━━━ Document segment

The 1970s were a decade to forget for the New York Jets. They never came close to sniffing the playoffs, let alone entertaining thoughts of a Super Bowl.

But that all changed as the Jets began to draft each member of what would become the New York Sack Exchange: Salaam in 1976, Klecko in 1977, and Gastineau and Lyons in 1979. No doubt a volatile mix of talent, but toughness on a scale we mere mortals can hardly fathom. Klecko, after all, did once wrestle an actual brown bear at an outdoor show in Cleveland.

After a few years together, and an 0-3 start to 1981, everything finally started to click.

Maybe it was the nickname that finally fueled the team.  

As the Jets were floundering to start that 1981 season, a contest was launched in Jets Report magazine to find a name for the front four. Jets fan Daniel O’Connor submitted the name “The New York Sack Exchange,” which was announced in September as the winner. The Jets public relations department latched onto the nickname, fans started hanging Sack Exchange banners at the stadium, and the rest is history.

The Jets went 10-2-1 the rest of that season.

The New York Jets "Sack Exchange", from left, defensive end Joe Klecko, defensive tackles Marty Lyons and Abdul Salaam, and defensive end Mark Gastineau, stand during a team practice.  (AP Photo/Kathryn Dudek)

━━━━━━
━━━ Dataset rows

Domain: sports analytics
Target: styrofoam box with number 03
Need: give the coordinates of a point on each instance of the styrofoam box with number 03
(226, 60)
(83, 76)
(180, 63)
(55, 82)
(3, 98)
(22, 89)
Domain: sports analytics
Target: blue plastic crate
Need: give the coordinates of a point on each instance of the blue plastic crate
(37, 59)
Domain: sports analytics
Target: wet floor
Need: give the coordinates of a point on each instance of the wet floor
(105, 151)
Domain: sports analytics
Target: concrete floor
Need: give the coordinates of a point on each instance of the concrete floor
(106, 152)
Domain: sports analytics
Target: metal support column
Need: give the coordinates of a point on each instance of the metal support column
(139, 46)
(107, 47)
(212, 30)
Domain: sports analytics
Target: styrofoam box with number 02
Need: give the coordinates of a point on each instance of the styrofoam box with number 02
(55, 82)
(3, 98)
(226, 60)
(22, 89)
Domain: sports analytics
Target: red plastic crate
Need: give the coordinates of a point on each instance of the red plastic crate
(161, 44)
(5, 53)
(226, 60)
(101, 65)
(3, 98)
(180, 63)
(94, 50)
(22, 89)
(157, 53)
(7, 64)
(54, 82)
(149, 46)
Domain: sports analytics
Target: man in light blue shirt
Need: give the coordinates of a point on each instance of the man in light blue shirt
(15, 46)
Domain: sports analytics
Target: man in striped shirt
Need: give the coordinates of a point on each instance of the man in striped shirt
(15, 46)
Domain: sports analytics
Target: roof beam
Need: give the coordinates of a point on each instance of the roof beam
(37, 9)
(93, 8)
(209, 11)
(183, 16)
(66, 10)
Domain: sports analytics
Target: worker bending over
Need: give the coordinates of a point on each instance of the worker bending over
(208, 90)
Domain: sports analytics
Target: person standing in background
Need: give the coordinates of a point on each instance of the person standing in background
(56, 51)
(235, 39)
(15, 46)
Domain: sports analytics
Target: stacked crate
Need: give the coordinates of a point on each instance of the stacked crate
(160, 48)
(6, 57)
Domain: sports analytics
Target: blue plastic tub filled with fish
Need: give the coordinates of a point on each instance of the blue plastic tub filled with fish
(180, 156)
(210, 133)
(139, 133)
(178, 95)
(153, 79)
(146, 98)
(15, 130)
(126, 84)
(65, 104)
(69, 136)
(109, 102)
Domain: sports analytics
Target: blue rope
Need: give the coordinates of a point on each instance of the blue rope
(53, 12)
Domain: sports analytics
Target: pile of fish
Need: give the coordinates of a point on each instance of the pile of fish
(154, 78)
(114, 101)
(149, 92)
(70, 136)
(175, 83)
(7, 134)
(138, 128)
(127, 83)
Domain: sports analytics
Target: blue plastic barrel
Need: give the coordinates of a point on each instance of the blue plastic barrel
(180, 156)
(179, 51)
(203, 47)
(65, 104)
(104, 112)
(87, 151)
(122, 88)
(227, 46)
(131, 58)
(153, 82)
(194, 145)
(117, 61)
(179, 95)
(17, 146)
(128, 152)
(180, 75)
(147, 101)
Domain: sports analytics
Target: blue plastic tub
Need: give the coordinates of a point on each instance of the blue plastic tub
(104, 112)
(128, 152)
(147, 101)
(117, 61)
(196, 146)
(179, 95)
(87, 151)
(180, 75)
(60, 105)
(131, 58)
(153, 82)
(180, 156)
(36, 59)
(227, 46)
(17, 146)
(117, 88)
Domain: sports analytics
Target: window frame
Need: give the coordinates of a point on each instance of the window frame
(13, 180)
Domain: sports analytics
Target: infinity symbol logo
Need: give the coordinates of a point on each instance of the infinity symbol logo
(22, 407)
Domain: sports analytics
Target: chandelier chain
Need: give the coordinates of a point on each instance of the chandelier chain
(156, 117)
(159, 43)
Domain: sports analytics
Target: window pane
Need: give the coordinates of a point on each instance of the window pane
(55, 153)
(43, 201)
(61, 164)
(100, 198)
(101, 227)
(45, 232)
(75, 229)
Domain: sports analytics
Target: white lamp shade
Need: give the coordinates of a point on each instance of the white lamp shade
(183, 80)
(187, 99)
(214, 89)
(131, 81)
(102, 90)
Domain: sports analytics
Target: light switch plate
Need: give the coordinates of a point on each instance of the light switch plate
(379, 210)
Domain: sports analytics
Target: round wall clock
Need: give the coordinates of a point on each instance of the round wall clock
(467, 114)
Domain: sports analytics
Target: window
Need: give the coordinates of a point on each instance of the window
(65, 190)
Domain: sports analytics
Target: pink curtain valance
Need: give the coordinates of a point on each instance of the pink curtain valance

━━━━━━

**The request:**
Condense the paragraph of the Sack Exchange text that begins "As the Jets were floundering" into a short bulleted list of its main facts. The entries are unrelated to the Sack Exchange text and stand as separate material.

**Finished exercise:**
- While the Jets struggled early in the 1981 season, Jets Report magazine held a contest to name the front four.
- Jets fan Daniel O'Connor submitted "The New York Sack Exchange," which was announced as the winner in September.
- The Jets public relations department adopted the nickname.
- Fans began hanging Sack Exchange banners at the stadium.